### TASK REQUIREMENTS:
1: In the text on preparing a Raspberry Pi image, what hardware does the Raspberry Pi 4 lack that would let it keep the time while powered off?
2: Resume the text on preparing a Raspberry Pi image from the point where it stops.
[Start of SELECTED TEXT]
In my setup I've used a Makefile to program and alter the image. As you can see I'm copying user-data, cmdline.txt and syscfg.txt all in one step. The makefile rule below is edited for brevity.

flash-%: MEDIA_DEVICE ?= $(error set MEDIA_DEVICE= to the path of the block device)
flash-%: BOOT_PART ?= 1
flash-%: IMAGE_XZ ?= ubuntu-20.04.3-preinstalled-server-arm64+raspi.img.xz
flash-%: D := $(shell mktemp -d)flash-%: %/user-data %/cmdline.txt %/syscfg.txt
        test `id -u` -eq 0
        xzcat $(IMAGE_XZ) | dd of=$(MEDIA_DEVICE) conv=sparse bs=4M
        unshare -m /bin/sh -c "mount $(MEDIA_DEVICE)$(BOOT_PART) $(D) && cp -v $^ $(D)"

Caveat: initial system time

Raspberry Pi 4 is popular and fun, but like all the boards in its lineage, does not come with a battery-powered real time clock. When you boot the system, it's 1970 all over again. Parts of the OS have been tuned to do better than that, by loading timestamps from various places, like a built-in timestamp in systemd (system time must not be earlier than systemd build time) or support packages that store and restore the time at shutdown and startup. Nothing here can make a device left in cold storage for a while and booted while being disconnected from the network will know what time it is. It just doesn't have the hardware to do that.

This makes first boot annoyingly complicated. We want to go the the network and fetch packages. That implies verifying certificates and their associated validity window. I didn't debug this deeply but at least in Ubuntu 20.04 there's no way to synchronize attempt to install the first package (or add a 3rd party repository) with system having obtained initial synchronization from network time servers.
[End of SELECTED TEXT]
[Start of GIVEN INFORMATION]
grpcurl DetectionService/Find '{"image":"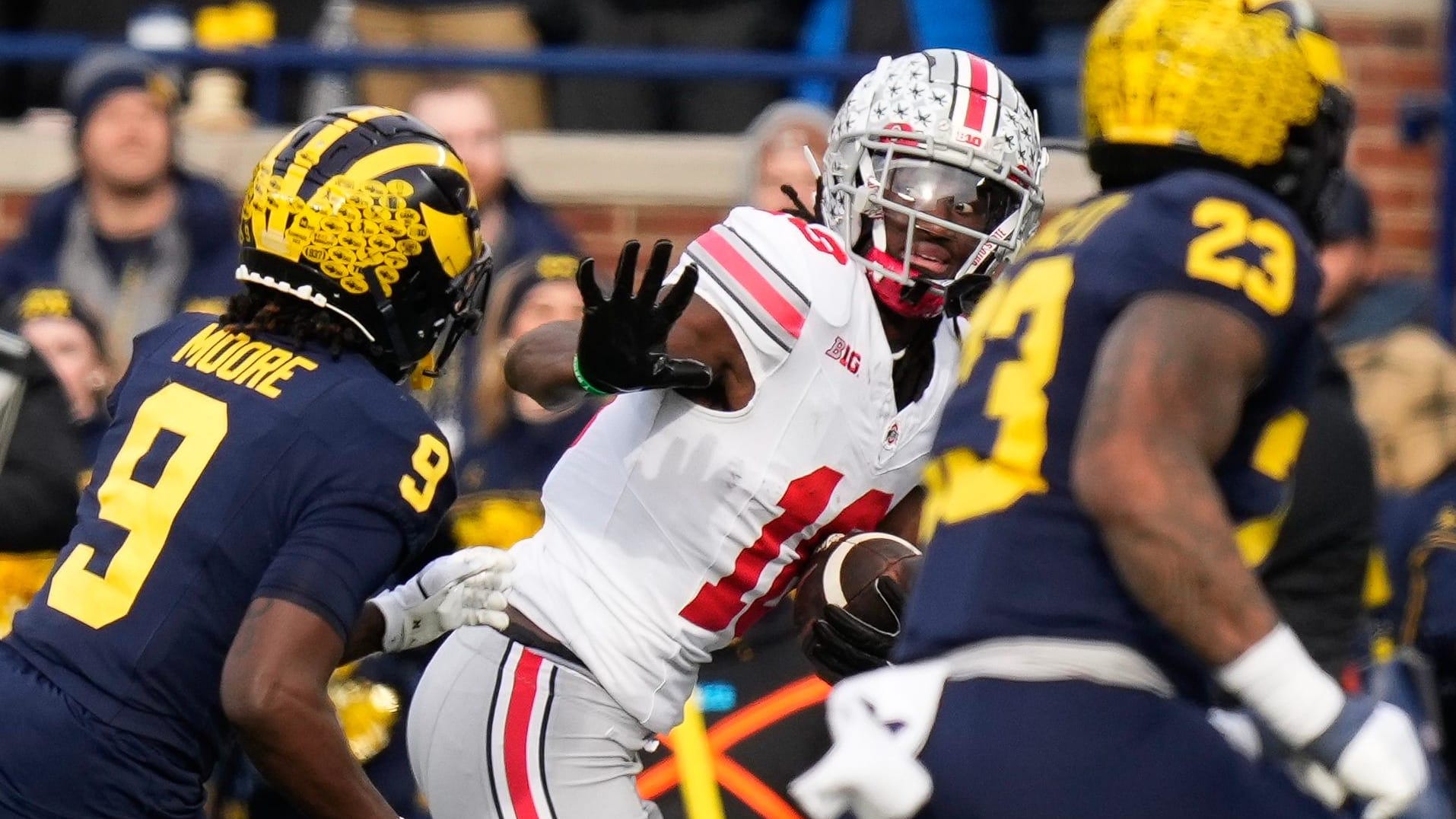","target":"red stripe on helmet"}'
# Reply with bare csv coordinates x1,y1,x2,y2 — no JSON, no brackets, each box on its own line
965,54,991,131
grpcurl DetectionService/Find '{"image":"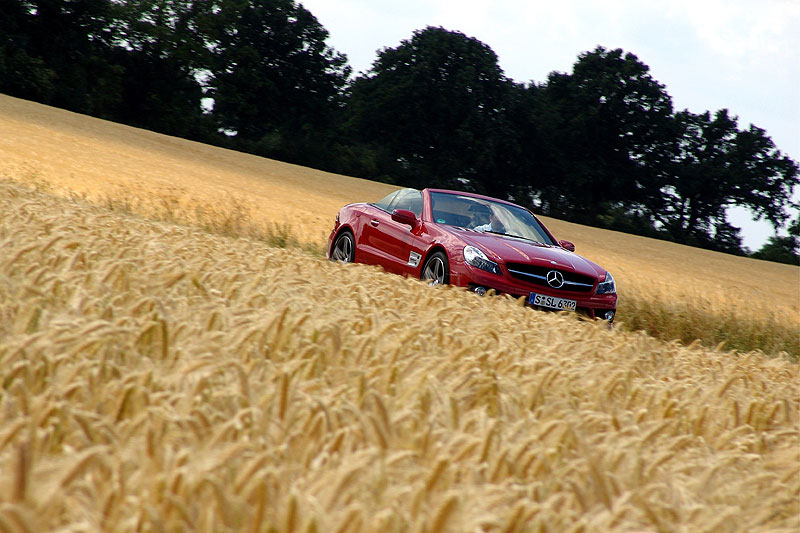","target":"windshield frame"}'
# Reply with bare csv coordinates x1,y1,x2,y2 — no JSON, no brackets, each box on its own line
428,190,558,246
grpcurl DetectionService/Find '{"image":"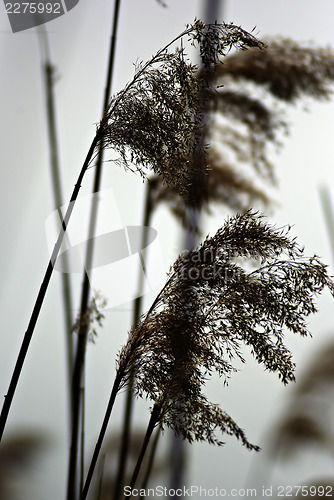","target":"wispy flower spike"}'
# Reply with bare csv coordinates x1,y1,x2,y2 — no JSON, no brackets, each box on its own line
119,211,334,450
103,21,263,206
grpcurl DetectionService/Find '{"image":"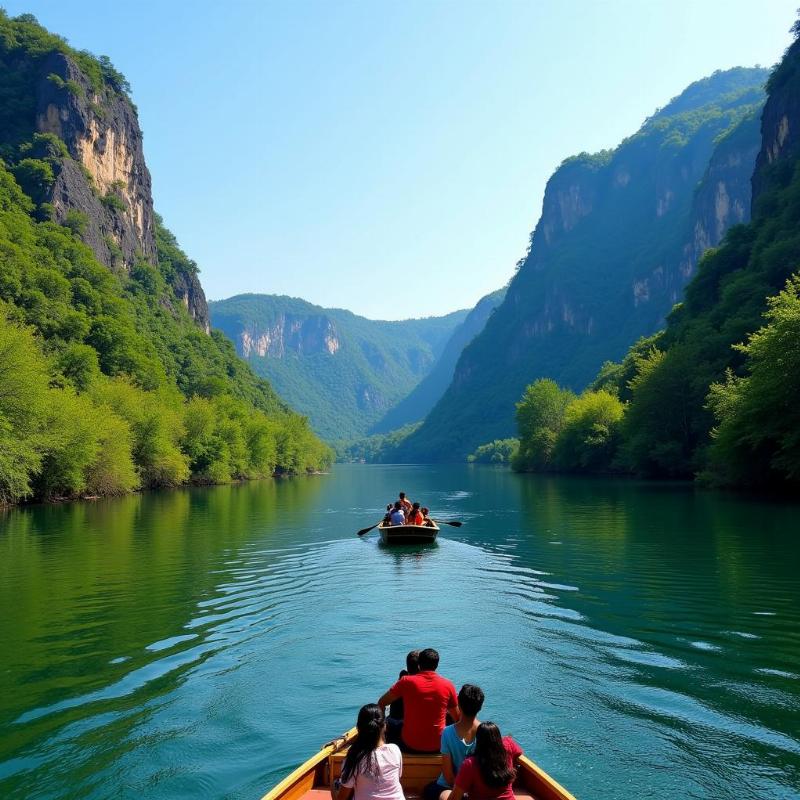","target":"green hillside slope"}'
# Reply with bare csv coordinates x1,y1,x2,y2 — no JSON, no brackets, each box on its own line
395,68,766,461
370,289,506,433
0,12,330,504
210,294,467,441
[End of GIVEN INFORMATION]
### ANSWERS PER TASK:
1: A battery-powered real time clock.

2:
What I've found is that, at least the version of systemd used in Ubuntu 20.04 has one way of setting initial time. Systemd will stat /var/lib/systemd/timesync/clock and use the mtime as the earliest valid system time. This is paramount for the case of creating an initial disk image now and quickly booting the system with it, as we can make sure that the system will have so-so time early enough when you start to initiate https connections and need to validate certificates.

This is a kludge. Ideally cloud-init should have a way to force the rest of the commands to wait for NTP time sync, if enabled.

In my helper Makefile I solved it like this:

flash-%: ROOT_PART ?= 2
flash-%: D := $(shell mktemp -d)
    unshare -m /bin/sh -c "mount $(MEDIA_DEVICE)$(ROOT_PART) $(D) && mkdir -v -p $(D)/var/lib/systemd/timesync && touch $(D)/var/lib/systemd/timesync/clock"

The variables don't matter, except for D which, as you can see, is a temporary directory. All that matters is that we touch the afforementioned file on the second partition of the image.

First boot

With all of this done and a few goats sacrificed, we can now plug in network and power and boot the system for the first time.

The first boot is critical. Network must be working, stars must align. If things fail here, the device will just sit idle, forever. Nothing will be re-tried. Normally cloud-init is used in the cloud, where network typically works. If something fails in your local environment you have two options:

  • Start over and re-write the disk.
  • Log in interactively, if you can, to run cloud-init clean and reboot.

For debugging you may want to run cloud-init collect-logs and inspect the resulting tarball on your preferred system. It contains crucial information from first boot. Two things to look out for: DNS issues and the exact moment system time jumps from the fake time baked into the image to the actual local time.

Once the system boots this part is done. Good work. You have a solid enough infrastructure to provision the next level of the stack and let your users in.

Optional extras


If you are a landscape user, you may want to extend your user-data file with a section that looks like this one:

    url: ""
    # NOTE: this cannot use https, don't change it!
    ping_url: ""
    data_path: "/var/lib/landscape/client"
    tags: ""
    computer_title: "{{ v1.local-hostname }}"
    account_name: "your landscape account name"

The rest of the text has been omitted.